##### TRECHO PARA LEITURA

Além disto, a maioria das pessoas intolerantes à lactose pode ingerir 12 g ao dia de lactose (equivalente a um copo de leite) sem apresentar sintomas adversos. A presença de lactose na preparação de comprimidos também já foi avaliada como potencial desencadeante de sintomas em pacientes com intolerância a lactose, porém sem diferenças nos níveis de hidrogênio expirado ou nos sintomas em comparação com placebo. Para evitar os prejuízos nutricionais decorrentes da exclusão total e definitiva da lactose da dieta, após exclusão inicial de lactose, geralmente é recomendada a sua reintrodução gradual de acordo com o limiar de sintomas de cada indivíduo. Nesta fase, algumas medidas  podem auxiliar na elevação deste limiar e contribuir para adaptação à lactose, como por exemplo, a sua ingestão junto com outros alimentos, o seu fracionamento ao longo do dia e o consumo de produtos lácteos fermentados e maturados.

Caso estas medidas não funcionem para reduzir os sintomas de intolerância à lactose, medicamentos podem ser adotados. A terapia de reposição enzimática com lactase exógena (+β-galactosidase), obtida de leveduras ou fungos, constitui uma possível estratégia para a deficiência primária de lactose. Estes preparados comerciais de “lactase”, quando adicionados a alimentos que contenham lactose ou ingeridos com refeições com lactose, são capazes de reduzir os sintomas e os valores de hidrogênio expirado em muitos indivíduos intolerantes à lactose. Entretanto, estes produtos não são capazes de hidrolisar completamente toda a lactose da dieta com resultados variáveis em cada paciente.

##########
##### DADOS PARA REVISÃO

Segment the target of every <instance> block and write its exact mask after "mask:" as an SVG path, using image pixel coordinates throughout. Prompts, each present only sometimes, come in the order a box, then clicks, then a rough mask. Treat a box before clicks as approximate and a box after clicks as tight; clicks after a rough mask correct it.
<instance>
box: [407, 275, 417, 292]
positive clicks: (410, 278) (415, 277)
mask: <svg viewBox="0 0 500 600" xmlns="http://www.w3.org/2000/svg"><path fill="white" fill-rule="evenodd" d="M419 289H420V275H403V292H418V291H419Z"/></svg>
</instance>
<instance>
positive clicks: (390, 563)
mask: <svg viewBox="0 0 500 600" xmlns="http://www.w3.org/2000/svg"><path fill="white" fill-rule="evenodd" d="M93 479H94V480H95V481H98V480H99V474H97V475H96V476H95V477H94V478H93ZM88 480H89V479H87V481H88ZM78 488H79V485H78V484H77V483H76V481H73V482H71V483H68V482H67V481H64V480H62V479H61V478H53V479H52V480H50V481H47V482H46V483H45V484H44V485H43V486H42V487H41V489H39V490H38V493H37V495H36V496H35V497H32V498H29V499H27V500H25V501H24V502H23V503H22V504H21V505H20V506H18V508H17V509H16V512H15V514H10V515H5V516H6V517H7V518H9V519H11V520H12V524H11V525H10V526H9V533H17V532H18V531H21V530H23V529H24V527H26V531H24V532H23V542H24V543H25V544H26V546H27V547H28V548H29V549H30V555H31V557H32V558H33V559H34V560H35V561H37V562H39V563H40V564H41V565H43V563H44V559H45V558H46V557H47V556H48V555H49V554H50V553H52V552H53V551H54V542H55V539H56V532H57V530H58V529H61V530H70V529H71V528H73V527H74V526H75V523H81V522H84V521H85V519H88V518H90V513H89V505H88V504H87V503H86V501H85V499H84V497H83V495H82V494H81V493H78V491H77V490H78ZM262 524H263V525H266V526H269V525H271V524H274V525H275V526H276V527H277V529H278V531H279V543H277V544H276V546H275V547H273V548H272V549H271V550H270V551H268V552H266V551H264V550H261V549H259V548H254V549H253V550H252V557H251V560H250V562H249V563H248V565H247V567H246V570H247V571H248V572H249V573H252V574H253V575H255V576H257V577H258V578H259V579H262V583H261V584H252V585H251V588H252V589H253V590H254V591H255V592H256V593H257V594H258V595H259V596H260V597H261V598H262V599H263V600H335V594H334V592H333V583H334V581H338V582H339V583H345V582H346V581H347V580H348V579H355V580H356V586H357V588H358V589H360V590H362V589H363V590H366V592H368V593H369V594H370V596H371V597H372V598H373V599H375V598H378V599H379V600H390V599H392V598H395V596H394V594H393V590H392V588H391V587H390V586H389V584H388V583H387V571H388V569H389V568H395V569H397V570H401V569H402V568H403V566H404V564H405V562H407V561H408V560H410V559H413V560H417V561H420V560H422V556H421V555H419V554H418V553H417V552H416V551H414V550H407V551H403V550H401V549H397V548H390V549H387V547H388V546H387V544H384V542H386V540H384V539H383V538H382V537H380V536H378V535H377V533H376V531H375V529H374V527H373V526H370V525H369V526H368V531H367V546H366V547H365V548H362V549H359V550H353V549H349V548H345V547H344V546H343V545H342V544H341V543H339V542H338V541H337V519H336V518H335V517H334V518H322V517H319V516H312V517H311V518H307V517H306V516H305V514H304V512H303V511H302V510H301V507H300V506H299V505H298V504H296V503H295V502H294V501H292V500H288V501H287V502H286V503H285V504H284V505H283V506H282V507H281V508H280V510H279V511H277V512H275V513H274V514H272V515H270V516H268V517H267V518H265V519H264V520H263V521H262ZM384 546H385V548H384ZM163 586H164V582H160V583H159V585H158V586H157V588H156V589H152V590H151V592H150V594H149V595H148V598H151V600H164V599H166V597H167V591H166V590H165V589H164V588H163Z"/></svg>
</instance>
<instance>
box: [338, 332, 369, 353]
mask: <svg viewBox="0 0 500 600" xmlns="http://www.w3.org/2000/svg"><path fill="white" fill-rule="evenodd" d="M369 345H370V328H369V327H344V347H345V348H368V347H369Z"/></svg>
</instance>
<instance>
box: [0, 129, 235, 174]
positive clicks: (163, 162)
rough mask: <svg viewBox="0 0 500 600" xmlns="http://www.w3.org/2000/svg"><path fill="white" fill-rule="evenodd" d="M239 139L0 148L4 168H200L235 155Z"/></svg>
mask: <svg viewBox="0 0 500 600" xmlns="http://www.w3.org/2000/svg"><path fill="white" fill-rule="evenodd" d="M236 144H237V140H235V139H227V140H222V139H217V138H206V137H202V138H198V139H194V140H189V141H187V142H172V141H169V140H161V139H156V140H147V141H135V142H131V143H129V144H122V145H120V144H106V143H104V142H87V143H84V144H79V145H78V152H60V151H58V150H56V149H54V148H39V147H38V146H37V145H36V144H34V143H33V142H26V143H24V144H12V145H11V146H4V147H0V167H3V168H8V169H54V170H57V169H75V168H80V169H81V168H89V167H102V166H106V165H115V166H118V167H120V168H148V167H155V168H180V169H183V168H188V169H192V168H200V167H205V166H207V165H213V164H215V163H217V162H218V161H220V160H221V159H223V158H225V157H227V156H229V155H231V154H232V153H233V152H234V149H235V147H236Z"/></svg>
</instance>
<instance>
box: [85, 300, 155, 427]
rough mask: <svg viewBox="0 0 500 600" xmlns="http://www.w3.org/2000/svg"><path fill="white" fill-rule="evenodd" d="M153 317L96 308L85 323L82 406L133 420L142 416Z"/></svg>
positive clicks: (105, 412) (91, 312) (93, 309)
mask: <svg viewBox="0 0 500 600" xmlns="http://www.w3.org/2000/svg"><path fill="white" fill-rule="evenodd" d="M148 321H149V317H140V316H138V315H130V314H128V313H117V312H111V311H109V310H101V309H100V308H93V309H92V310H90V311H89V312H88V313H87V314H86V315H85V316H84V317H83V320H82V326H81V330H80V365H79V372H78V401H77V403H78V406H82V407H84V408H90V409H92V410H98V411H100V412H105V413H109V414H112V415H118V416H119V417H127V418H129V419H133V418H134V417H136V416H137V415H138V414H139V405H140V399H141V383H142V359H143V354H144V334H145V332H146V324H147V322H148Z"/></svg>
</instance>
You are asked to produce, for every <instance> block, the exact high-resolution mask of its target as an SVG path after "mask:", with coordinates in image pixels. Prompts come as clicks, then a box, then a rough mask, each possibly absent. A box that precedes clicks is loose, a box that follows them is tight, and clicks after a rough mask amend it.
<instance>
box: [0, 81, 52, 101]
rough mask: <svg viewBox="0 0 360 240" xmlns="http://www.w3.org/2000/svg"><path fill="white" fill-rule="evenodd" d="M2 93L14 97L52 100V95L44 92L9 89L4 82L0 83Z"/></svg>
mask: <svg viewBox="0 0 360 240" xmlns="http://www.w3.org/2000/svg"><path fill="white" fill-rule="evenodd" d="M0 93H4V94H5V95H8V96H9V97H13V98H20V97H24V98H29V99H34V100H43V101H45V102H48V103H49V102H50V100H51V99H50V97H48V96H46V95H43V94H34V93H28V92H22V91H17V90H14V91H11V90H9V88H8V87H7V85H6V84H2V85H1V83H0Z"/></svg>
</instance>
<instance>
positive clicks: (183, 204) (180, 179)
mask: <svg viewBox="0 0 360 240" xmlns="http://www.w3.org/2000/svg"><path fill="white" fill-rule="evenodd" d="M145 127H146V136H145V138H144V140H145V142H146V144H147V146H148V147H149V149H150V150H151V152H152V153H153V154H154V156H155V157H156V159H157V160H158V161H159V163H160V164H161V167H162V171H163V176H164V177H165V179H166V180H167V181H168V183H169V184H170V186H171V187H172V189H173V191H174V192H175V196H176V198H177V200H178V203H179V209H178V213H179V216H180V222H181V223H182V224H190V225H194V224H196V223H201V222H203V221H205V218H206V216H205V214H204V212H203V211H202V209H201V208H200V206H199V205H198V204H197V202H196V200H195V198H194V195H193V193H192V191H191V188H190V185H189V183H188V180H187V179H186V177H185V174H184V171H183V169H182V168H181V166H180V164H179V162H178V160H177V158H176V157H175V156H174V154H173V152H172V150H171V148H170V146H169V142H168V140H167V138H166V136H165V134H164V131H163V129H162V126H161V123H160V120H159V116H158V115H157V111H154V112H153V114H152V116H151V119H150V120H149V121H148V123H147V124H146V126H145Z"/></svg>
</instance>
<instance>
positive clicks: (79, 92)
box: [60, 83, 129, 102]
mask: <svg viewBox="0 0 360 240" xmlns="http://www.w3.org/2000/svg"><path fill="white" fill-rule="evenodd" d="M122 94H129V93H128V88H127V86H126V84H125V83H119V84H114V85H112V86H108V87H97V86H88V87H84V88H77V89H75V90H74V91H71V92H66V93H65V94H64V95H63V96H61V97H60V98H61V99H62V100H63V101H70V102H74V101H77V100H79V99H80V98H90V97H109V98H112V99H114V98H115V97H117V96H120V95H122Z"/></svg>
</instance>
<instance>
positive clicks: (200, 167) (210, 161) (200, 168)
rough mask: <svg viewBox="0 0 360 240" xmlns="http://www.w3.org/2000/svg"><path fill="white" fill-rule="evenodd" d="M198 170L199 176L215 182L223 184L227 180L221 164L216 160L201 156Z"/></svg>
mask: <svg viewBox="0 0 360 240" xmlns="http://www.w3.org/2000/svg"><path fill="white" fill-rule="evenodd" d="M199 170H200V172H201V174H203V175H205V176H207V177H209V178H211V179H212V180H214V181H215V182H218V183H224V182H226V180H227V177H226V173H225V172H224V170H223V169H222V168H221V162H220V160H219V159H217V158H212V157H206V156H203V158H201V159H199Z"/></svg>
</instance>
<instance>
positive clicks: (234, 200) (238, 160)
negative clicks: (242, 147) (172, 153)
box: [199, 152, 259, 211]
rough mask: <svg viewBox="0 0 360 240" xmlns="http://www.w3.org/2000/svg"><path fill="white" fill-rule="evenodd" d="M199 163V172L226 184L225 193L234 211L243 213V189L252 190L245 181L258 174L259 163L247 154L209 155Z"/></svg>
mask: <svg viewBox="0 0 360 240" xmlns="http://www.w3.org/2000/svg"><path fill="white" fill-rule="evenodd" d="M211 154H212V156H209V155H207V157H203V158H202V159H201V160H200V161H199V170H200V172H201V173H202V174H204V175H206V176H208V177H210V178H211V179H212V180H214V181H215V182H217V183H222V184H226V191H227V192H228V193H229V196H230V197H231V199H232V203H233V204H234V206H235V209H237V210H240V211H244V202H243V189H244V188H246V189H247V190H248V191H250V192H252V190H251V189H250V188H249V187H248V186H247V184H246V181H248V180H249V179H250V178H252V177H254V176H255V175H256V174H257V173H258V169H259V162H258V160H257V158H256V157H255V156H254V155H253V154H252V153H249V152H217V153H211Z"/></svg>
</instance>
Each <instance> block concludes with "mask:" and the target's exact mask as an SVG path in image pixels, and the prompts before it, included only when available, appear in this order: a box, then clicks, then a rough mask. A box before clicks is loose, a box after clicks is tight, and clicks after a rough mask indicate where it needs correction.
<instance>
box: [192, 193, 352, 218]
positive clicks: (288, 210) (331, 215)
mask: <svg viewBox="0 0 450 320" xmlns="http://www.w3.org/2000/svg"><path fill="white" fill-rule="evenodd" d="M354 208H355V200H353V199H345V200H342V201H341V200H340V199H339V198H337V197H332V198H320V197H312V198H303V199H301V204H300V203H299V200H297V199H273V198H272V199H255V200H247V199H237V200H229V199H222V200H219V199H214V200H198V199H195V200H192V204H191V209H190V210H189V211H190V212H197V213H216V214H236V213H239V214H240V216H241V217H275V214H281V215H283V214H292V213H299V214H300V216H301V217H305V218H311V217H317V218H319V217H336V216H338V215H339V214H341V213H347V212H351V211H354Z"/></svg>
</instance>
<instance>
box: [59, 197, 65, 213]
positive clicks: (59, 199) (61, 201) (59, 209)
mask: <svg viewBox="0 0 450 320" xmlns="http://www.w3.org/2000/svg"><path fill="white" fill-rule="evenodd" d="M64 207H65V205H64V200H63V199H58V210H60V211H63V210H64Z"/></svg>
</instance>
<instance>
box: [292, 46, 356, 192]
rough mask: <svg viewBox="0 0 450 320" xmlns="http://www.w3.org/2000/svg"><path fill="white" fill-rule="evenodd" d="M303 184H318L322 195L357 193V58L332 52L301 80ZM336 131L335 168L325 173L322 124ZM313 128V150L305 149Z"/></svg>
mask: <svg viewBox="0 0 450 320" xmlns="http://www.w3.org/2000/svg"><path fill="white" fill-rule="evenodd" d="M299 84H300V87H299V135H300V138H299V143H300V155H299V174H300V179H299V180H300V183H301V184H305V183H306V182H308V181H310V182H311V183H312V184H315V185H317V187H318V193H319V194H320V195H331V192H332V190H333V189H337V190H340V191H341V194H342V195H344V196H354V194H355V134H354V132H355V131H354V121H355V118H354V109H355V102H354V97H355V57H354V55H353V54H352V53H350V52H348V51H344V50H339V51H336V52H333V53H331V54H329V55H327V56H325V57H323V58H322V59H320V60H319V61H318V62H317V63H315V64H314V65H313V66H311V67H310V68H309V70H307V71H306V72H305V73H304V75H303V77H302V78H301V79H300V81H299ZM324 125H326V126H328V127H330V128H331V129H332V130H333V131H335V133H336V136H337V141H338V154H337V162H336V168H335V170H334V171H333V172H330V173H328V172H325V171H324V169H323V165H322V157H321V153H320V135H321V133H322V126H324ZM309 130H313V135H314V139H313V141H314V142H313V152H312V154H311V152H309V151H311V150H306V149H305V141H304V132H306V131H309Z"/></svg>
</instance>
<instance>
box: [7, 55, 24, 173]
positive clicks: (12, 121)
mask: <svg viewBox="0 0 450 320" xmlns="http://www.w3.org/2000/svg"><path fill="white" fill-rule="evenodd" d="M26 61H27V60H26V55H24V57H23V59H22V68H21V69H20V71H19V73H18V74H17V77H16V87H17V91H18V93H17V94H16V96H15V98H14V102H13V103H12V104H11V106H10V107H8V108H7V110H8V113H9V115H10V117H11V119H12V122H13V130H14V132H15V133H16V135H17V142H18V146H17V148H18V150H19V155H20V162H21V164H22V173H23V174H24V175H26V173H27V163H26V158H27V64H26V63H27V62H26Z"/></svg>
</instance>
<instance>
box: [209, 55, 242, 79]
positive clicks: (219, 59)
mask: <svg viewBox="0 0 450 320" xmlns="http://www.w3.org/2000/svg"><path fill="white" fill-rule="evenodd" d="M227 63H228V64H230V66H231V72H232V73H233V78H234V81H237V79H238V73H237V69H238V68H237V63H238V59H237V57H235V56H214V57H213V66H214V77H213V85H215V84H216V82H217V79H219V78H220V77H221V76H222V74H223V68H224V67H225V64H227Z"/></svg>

##########

### O QUE SE ESPERA
Por favor, dê continuidade ao texto sobre intolerância à lactose a partir da última frase apresentada.

### RESULTADO DA TAREFA
As “lactases” exógenas estão disponíveis comercialmente na forma líquida, em pó, em cápsulas e em tabletes, e possivelmente as diferentes preparações não são equivalentes.

A enzima solúvel pode ser adicionada ao leite que é então refrigerado de um dia para o outro antes do uso (porém pouco prático para uso frequente). Existem também leites comerciais com baixo teor de lactose (pré-incubado com lactose já hidrolisada), porém não estão amplamente disponíveis em muitos restaurantes e lanchonetes.

Apesar dos trabalhos enfatizarem a eficácia das formulações líquidas de “lactase” na melhora dos sintomas e na redução do hidrogênio expirado, a taxa real de eficácia apresenta resultados discrepantes, que decorrem do tipo de microorganismo utilizado em sua obtenção, da contribuição da atividade residual da lactase da mucosa intestinal, e da dose de reposição utilizada. As preparações em cápsulas e tabletes utilizadas na hora da refeição são mais caras que o leite pré-hidrolisado, porém são eficazes, palatáveis, de fácil uso e praticamente sem efeitos colaterais, sendo uma boa alternativa para reposição enzimática nos pacientes intolerantes à lactose.

Os sintomas da síndrome do intestino irritável e da intolerância à lactose são muito parecidos e, de fato, as duas condições podem coexistir, por serem ambas bastante frequentes. Nos pacientes com intolerância à lactose que não apresentam melhora com dieta restrita de lactose, a presença de síndrome do intestino irritável subjacente deve ser aventada.

A ingestão de pró-bióticos contendo lactase teria o potencial de auxiliar na digestão da lactose nos indivíduos intolerantes, no entanto os estudos que avaliaram o benefício de sua utilização apresentaram resultados discordantes. Desta forma, no momento, os probióticos têm papel incerto no manejo da intolerância à lactose.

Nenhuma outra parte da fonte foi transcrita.